**Problem details:**
With the string "clicks" as the filter, copy each matching line from the records.

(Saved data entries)
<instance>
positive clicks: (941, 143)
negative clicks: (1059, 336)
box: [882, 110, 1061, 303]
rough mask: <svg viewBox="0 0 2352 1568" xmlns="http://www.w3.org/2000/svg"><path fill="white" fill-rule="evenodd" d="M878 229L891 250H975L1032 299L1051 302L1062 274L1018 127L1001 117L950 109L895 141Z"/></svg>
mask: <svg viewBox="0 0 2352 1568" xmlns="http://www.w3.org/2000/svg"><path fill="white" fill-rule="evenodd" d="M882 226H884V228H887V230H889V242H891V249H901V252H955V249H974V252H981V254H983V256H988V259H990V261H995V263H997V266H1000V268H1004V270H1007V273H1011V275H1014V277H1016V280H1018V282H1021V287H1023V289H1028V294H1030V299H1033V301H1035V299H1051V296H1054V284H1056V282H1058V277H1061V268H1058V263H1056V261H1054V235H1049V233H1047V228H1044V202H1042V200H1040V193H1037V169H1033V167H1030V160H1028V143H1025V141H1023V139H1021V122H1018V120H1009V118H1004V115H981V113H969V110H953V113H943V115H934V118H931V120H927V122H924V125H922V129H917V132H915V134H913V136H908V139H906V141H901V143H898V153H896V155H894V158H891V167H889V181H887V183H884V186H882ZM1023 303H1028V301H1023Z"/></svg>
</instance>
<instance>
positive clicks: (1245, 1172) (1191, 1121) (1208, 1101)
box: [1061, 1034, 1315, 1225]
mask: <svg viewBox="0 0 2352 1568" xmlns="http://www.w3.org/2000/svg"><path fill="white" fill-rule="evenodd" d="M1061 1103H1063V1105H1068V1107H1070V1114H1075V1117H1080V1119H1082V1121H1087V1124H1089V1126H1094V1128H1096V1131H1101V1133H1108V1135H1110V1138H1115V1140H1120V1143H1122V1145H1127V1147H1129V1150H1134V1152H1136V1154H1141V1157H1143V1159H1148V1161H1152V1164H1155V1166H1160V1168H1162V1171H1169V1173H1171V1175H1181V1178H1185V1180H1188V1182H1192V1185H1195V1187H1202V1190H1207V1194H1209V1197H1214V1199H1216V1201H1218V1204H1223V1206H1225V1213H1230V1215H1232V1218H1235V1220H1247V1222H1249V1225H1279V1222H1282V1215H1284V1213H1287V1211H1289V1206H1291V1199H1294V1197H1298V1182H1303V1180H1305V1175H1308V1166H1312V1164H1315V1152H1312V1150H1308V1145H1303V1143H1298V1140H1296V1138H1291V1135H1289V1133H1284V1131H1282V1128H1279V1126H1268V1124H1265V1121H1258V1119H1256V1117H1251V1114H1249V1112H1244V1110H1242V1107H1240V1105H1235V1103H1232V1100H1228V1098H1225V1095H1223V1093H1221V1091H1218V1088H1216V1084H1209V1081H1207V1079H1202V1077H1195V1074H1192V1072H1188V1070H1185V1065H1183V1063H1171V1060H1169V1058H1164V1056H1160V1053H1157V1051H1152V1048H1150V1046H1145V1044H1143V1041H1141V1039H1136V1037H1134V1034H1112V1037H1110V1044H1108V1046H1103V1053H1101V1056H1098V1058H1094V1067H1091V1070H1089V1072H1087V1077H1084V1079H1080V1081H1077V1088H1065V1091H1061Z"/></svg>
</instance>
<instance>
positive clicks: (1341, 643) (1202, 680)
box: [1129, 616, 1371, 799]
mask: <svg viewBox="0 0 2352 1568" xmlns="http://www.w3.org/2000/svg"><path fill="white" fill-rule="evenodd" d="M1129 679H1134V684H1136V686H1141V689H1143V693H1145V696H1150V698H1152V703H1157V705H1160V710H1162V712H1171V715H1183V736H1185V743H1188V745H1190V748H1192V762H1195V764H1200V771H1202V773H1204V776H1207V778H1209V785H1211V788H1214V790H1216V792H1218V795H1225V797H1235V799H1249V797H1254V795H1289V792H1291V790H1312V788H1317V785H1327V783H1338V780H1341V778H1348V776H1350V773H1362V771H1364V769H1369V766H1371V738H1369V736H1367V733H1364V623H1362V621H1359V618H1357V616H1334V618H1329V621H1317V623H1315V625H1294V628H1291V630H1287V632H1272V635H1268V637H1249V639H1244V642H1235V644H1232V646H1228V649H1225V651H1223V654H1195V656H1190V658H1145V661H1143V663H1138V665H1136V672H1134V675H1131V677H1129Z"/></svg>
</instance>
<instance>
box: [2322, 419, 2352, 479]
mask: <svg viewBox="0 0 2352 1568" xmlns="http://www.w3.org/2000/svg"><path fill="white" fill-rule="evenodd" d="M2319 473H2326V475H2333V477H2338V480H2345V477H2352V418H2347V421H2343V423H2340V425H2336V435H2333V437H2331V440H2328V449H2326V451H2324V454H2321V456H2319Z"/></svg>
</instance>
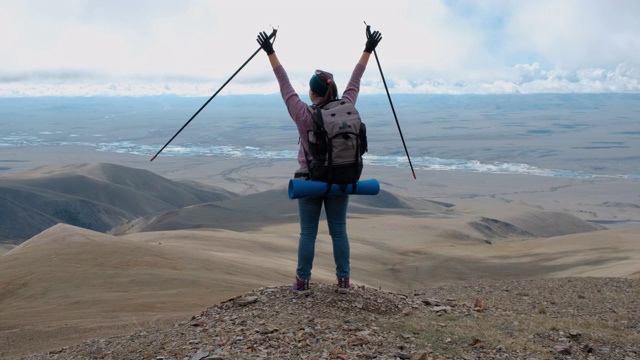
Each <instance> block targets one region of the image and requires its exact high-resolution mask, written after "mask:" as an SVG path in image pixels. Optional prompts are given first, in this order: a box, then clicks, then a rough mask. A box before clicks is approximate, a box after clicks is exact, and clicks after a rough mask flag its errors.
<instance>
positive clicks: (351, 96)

**Your solution:**
positive clicks: (941, 143)
negative clicks: (1059, 336)
positive clicks: (1245, 1172) (1191, 1121) (1208, 1101)
positive clicks: (1341, 643) (1202, 680)
Each <instance> block targets one region of the image and requires its exact high-resolution mask, written after "mask:" as an SVG path in image pixels. Optional prompts are given first, in this order: a box, then clicks, then a rough mask. A box before clicks is approximate, a box after clicks is exact, and clicks after a rough mask flag its errors.
positive clicks: (351, 96)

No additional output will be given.